Stated goal>
List every line of the data below that contains the string "head", copying each line in full. Treat uppercase and lowercase letters as different.

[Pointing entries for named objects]
· · · · · · ·

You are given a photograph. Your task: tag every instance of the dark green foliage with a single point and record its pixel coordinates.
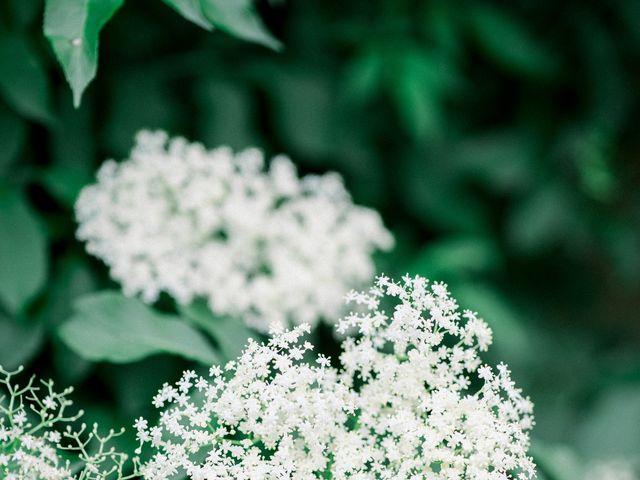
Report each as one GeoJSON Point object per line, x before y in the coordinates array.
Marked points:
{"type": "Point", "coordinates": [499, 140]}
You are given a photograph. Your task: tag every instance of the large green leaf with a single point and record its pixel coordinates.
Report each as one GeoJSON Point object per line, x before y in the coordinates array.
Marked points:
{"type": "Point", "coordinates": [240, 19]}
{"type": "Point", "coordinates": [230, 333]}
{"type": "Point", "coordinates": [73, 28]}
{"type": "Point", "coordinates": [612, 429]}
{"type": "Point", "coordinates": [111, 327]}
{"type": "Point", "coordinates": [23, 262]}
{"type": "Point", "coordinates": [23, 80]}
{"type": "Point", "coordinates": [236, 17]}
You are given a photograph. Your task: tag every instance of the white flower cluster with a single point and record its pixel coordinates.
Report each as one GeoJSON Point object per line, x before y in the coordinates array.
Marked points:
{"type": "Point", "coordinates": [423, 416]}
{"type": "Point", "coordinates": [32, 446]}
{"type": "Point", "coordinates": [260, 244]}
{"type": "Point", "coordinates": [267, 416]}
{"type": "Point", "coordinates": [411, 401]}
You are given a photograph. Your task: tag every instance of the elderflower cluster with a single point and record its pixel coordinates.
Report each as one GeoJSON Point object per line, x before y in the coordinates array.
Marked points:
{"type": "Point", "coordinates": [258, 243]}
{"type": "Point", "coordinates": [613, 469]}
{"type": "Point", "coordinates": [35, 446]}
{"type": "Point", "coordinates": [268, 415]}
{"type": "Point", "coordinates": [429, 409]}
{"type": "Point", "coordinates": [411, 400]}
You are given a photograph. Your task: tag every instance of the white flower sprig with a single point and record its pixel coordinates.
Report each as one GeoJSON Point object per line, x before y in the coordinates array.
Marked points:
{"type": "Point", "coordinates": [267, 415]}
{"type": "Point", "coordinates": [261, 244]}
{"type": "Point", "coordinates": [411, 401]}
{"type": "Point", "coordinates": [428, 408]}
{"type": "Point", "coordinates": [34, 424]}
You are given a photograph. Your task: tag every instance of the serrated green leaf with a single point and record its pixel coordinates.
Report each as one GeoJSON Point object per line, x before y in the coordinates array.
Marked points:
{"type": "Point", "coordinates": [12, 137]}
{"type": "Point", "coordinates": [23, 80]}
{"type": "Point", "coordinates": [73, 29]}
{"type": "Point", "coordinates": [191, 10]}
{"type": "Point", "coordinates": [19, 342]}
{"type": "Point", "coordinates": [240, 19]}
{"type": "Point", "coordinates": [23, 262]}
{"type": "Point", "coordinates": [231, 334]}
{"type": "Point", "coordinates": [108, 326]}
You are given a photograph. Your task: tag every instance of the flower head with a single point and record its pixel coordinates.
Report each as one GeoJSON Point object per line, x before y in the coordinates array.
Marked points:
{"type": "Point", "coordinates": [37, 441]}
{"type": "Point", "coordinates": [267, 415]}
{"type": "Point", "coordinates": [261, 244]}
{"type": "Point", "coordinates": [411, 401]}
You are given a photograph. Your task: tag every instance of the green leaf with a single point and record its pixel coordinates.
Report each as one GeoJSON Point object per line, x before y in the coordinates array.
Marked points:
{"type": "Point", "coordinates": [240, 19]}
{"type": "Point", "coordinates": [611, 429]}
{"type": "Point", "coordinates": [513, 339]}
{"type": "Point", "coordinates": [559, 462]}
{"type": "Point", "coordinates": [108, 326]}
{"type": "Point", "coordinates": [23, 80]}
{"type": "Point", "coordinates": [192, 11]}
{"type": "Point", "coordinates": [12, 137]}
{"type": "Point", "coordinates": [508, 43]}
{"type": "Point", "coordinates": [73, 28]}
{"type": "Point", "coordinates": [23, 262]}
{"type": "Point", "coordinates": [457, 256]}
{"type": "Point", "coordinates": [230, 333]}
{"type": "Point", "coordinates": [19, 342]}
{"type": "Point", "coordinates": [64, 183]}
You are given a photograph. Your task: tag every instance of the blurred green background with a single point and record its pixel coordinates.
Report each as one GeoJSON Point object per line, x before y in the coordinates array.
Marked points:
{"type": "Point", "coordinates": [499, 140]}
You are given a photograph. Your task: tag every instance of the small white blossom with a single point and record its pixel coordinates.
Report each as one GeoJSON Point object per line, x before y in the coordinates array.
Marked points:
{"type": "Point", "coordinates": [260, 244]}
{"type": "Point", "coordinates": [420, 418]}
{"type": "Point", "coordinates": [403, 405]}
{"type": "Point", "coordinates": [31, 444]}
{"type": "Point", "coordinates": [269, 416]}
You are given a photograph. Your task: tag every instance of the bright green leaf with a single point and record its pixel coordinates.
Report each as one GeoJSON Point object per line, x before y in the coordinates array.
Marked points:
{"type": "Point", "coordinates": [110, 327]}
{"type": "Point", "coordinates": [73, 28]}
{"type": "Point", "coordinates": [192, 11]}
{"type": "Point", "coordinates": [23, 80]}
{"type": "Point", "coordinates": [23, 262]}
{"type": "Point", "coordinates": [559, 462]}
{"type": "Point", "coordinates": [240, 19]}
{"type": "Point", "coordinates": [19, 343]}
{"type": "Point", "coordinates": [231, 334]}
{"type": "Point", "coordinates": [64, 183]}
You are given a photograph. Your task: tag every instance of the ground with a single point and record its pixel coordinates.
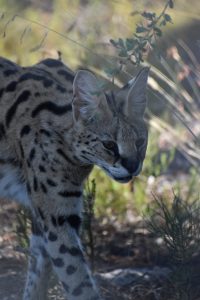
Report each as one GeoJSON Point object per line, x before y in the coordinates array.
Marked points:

· · · · · · ·

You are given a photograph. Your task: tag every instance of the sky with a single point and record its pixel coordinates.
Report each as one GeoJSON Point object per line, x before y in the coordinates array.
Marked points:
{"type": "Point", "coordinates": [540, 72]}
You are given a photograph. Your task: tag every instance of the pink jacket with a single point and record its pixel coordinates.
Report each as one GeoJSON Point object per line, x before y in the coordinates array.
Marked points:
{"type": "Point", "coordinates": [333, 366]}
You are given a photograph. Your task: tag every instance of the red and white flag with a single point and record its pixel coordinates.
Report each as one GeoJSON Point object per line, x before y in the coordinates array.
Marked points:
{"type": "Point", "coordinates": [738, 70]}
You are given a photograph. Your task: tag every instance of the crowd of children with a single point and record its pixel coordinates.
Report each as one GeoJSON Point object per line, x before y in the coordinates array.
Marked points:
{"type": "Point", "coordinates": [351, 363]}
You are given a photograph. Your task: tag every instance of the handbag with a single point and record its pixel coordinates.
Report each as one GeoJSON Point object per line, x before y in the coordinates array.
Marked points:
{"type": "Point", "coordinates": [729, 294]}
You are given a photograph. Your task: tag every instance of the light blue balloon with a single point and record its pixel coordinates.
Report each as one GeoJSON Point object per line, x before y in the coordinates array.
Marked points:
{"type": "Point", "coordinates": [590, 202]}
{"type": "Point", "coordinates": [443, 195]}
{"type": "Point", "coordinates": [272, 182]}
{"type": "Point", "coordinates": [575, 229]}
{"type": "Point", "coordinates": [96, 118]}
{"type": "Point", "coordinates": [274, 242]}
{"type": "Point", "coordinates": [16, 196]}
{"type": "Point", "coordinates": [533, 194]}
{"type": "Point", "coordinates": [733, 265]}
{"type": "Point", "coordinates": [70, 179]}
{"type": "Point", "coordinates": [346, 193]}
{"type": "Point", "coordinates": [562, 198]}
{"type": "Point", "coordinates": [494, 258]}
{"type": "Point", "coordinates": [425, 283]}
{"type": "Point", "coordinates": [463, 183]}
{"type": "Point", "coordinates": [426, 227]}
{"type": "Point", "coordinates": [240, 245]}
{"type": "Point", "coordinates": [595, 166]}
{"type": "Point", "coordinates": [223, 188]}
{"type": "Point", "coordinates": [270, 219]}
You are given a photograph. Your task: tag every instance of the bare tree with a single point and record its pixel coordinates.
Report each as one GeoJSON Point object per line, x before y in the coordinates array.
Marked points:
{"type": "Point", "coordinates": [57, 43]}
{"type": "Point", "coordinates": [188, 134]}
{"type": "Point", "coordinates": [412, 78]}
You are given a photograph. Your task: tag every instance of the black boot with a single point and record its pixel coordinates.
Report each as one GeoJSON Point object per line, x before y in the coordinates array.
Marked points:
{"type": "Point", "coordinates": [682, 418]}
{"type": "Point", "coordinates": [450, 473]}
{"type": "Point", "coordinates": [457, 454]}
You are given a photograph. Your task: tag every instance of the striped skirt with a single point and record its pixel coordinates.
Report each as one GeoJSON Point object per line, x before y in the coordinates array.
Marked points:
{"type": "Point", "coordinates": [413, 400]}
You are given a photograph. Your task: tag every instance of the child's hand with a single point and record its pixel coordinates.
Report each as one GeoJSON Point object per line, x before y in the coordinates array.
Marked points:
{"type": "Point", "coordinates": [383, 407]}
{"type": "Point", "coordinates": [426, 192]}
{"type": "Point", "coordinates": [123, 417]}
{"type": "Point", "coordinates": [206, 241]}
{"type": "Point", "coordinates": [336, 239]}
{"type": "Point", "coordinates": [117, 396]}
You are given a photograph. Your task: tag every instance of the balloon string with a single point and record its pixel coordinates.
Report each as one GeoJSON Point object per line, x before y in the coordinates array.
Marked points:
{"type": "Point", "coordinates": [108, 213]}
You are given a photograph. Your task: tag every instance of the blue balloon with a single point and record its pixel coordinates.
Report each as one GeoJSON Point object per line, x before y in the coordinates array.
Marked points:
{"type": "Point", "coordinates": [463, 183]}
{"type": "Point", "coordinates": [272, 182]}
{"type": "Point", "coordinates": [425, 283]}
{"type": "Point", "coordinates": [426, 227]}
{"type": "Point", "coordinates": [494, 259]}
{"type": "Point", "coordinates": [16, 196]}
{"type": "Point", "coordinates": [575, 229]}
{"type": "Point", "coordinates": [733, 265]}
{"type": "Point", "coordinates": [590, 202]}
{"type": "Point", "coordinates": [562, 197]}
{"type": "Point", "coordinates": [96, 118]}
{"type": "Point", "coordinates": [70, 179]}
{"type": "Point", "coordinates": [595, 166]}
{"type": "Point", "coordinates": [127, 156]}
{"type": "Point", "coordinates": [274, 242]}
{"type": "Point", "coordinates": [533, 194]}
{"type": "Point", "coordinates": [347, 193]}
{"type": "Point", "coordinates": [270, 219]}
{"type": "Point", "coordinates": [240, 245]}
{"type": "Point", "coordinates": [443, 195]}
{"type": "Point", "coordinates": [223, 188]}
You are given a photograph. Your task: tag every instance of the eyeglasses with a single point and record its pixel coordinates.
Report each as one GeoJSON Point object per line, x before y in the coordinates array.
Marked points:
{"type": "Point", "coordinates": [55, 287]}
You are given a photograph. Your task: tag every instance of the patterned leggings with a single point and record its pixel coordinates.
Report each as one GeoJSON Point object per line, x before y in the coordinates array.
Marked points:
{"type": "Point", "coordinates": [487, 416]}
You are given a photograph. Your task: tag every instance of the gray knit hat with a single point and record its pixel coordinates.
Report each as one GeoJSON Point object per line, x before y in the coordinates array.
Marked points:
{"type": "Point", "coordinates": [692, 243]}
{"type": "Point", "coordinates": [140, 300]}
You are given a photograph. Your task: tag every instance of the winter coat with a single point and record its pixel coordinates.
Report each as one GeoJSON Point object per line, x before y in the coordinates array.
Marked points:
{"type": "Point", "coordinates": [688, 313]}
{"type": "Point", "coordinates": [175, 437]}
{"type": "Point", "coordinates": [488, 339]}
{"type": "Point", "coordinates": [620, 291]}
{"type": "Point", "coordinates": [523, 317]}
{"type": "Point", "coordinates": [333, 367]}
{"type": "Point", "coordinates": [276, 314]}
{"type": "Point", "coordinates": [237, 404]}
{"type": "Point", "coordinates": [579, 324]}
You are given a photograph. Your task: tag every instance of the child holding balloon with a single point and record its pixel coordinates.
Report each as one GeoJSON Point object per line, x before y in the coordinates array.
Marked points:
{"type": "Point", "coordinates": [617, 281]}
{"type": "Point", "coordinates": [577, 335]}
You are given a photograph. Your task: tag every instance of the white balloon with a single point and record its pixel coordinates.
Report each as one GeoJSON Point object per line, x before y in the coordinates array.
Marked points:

· · · · · · ·

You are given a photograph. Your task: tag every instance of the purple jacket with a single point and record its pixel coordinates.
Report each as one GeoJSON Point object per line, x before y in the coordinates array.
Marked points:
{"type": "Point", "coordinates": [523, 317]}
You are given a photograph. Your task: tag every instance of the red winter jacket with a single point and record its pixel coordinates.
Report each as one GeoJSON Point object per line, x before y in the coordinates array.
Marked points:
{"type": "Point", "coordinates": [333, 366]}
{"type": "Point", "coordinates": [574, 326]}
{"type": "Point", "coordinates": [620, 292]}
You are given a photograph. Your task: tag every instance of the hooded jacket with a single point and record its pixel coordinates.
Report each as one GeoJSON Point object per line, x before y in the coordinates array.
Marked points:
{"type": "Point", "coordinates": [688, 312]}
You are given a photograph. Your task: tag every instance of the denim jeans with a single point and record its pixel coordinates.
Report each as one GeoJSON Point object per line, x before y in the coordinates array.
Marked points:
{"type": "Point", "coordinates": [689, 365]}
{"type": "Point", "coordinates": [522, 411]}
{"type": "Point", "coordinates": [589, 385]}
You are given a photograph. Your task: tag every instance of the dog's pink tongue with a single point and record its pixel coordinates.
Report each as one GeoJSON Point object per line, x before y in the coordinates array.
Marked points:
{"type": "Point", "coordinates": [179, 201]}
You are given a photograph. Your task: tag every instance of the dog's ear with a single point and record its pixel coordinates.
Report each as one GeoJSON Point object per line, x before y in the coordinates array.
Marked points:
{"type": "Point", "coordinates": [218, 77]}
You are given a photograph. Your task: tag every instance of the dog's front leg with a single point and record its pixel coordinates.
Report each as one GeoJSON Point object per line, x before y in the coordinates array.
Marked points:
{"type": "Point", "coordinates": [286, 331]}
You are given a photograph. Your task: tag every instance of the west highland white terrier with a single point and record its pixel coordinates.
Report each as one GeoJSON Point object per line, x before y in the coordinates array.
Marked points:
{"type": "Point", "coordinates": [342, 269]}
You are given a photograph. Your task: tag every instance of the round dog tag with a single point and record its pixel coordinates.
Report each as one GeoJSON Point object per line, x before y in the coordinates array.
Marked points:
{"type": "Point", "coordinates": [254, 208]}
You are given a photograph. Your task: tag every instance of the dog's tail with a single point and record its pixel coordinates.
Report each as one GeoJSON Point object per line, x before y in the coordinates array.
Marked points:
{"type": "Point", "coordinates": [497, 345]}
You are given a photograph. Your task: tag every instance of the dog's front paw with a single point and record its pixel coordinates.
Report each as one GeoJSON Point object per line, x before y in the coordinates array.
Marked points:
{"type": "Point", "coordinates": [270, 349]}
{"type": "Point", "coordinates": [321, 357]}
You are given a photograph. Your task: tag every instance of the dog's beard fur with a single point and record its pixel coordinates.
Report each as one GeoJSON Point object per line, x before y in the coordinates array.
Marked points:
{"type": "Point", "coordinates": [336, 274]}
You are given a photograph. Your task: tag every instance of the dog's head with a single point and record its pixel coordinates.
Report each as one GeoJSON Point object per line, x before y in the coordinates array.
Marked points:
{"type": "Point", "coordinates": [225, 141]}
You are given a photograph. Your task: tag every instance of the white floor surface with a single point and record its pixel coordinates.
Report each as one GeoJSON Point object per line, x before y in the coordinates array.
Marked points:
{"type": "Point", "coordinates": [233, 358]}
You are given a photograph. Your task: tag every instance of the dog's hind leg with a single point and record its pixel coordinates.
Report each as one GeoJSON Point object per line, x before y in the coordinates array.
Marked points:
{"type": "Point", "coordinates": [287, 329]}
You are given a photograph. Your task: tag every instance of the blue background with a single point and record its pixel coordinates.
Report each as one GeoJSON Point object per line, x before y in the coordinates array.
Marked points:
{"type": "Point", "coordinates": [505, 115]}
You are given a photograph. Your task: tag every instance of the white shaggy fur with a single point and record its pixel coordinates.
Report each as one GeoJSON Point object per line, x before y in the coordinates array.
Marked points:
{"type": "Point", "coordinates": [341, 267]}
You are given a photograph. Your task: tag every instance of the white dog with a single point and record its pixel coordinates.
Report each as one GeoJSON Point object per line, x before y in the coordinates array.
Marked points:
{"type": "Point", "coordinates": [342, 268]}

· · · · · · ·

Solved problem>
You are given a photograph. Your task: tag every instance of the flower head with a single point and record its pixel coordinates.
You are given a photograph. Your task: tag every instance of the dog's head with a single point and record its pixel coordinates.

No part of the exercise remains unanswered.